[Shape boundary entries]
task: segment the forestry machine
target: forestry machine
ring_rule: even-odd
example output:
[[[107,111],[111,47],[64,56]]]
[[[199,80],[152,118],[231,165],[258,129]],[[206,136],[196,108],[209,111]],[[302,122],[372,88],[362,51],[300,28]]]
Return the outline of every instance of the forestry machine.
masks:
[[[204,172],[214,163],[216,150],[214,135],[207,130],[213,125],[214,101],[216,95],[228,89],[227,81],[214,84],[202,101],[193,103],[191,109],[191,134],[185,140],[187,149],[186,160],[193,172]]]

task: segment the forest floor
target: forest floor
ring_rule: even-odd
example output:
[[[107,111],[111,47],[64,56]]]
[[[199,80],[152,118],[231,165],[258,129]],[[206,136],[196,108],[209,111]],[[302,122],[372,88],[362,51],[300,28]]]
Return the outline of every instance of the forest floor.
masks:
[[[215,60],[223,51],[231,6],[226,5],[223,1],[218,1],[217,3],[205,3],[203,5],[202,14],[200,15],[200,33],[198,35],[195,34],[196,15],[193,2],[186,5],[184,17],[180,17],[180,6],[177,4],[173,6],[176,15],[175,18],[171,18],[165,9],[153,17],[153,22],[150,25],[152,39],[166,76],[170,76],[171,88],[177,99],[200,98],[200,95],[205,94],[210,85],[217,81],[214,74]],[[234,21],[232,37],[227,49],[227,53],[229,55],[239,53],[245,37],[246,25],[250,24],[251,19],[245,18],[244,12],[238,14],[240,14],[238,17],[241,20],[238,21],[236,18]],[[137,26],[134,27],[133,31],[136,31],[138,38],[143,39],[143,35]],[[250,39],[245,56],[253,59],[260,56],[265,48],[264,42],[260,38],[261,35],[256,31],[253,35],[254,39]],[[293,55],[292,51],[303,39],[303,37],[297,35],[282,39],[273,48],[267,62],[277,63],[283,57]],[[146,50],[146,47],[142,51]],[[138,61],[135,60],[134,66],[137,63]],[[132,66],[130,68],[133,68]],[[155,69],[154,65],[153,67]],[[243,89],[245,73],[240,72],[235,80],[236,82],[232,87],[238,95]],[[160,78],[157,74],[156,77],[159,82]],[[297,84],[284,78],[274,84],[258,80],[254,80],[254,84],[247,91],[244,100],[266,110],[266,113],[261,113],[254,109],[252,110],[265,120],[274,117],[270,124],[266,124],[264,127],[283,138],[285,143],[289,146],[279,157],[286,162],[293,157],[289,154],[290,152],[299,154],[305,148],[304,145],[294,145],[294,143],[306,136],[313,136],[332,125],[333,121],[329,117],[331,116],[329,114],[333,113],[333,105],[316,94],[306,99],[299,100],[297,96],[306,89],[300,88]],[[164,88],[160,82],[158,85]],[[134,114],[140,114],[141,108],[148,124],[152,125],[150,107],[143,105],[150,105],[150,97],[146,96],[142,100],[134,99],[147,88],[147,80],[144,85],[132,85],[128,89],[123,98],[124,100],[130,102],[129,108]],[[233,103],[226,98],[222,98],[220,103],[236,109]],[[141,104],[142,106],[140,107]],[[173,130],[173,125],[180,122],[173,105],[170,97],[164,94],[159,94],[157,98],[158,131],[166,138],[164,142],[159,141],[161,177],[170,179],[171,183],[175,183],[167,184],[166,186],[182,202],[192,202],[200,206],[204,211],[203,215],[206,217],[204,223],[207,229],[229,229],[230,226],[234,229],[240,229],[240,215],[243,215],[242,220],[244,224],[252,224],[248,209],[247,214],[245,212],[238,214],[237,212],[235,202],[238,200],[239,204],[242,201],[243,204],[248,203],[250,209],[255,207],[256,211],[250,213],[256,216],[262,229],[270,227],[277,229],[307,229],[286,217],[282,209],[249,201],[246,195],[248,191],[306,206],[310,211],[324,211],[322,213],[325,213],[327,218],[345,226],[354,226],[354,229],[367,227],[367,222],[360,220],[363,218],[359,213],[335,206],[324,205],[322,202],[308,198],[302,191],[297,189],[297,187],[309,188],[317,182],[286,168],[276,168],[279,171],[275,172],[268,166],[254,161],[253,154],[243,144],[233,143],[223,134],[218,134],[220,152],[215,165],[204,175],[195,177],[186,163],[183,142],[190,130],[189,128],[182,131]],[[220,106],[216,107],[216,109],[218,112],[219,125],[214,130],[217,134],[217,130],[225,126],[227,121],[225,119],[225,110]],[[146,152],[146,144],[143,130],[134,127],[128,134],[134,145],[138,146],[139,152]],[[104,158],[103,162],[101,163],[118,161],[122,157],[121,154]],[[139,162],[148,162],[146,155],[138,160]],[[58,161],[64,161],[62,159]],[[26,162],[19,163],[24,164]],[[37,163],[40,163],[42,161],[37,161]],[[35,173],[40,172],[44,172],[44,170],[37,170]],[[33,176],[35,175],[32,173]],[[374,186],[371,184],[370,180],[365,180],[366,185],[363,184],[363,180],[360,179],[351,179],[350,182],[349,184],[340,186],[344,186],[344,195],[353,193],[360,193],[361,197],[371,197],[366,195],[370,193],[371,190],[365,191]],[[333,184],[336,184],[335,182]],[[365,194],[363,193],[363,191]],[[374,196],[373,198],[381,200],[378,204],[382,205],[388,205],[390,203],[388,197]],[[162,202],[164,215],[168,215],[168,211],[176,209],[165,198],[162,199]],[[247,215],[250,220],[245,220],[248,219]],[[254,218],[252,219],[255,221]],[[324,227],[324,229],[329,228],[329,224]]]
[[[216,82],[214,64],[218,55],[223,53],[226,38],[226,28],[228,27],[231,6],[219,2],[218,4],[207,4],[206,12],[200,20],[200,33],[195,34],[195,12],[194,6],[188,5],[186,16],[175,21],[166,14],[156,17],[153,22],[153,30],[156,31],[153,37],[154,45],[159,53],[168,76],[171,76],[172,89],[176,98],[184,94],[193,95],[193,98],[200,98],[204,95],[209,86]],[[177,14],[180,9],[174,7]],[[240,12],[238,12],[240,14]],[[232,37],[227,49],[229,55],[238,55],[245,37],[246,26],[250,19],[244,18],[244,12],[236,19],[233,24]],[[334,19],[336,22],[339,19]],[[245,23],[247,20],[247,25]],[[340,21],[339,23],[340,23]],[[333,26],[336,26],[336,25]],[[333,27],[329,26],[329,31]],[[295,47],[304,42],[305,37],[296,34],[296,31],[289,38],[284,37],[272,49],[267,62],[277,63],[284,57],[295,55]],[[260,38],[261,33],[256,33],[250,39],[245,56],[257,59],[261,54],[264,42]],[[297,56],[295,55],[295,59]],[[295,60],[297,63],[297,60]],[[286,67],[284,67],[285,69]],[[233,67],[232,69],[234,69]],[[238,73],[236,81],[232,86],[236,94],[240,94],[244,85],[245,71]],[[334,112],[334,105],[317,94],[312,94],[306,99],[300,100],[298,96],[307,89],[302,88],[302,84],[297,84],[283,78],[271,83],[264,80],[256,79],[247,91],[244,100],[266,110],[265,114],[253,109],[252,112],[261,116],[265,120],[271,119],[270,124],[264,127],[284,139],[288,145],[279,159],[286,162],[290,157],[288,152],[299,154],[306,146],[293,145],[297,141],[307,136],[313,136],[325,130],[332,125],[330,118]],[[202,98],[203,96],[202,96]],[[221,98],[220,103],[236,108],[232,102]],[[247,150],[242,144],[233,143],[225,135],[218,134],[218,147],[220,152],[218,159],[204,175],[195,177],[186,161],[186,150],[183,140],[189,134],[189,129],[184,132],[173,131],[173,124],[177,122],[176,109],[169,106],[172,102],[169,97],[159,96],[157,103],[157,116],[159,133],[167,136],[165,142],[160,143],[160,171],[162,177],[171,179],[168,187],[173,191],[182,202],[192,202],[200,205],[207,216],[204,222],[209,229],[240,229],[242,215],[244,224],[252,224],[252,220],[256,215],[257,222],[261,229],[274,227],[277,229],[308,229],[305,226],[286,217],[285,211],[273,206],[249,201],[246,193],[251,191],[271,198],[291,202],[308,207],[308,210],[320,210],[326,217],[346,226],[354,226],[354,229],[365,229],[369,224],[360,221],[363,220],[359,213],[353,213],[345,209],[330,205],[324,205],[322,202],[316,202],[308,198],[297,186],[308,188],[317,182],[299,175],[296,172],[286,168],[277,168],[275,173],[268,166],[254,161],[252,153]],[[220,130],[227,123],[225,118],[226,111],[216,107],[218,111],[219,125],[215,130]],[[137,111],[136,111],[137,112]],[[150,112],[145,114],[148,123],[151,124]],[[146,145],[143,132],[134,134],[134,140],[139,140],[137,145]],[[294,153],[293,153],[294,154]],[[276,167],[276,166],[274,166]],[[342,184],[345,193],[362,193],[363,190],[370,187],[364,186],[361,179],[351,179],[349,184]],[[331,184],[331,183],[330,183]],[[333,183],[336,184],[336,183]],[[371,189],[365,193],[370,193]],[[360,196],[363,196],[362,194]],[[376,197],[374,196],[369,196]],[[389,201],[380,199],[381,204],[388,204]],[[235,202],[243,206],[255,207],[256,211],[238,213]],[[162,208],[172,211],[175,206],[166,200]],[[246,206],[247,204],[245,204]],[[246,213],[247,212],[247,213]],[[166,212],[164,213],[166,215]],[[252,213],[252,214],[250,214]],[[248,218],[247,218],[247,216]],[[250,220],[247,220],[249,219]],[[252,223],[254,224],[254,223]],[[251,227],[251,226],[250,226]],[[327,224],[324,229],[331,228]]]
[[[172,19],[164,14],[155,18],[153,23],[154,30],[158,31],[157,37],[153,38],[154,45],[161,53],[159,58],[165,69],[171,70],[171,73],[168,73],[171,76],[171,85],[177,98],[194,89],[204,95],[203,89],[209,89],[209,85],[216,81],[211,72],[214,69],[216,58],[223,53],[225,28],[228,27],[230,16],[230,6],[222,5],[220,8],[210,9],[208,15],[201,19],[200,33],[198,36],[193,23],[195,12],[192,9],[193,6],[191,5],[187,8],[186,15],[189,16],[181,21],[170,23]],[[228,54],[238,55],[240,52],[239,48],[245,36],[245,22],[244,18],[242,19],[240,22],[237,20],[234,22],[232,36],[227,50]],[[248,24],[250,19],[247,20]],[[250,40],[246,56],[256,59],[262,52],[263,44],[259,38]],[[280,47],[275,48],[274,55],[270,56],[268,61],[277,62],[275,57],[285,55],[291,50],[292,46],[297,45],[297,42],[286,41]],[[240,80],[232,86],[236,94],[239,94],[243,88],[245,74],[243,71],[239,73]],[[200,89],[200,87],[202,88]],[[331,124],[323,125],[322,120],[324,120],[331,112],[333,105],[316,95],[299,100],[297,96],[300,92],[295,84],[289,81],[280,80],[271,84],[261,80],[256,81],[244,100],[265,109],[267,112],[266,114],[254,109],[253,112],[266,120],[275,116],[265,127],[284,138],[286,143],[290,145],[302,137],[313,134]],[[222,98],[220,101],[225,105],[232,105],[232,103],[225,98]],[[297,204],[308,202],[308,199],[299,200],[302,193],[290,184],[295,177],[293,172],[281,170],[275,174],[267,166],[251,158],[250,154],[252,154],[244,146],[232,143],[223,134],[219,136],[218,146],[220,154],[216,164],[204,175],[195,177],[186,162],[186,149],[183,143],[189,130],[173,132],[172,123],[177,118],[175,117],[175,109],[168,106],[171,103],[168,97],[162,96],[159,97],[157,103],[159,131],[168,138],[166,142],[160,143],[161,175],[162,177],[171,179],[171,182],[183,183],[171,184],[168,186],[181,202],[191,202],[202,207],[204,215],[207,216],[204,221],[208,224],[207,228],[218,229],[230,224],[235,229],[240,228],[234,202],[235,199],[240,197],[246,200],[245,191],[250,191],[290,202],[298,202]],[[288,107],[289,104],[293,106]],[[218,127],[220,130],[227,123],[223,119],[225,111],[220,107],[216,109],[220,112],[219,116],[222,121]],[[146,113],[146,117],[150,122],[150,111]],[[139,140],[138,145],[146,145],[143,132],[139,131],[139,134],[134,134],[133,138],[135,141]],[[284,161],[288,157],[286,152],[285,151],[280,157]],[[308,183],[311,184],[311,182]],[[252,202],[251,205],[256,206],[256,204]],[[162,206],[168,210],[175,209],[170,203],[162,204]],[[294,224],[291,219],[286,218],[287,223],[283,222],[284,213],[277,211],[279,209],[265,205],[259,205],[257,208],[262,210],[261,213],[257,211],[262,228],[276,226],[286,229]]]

Set exercise:
Extract each line from the entries above that contains the string "task". Case counts.

Response for this exercise:
task: segment the forestry machine
task: segment the forest floor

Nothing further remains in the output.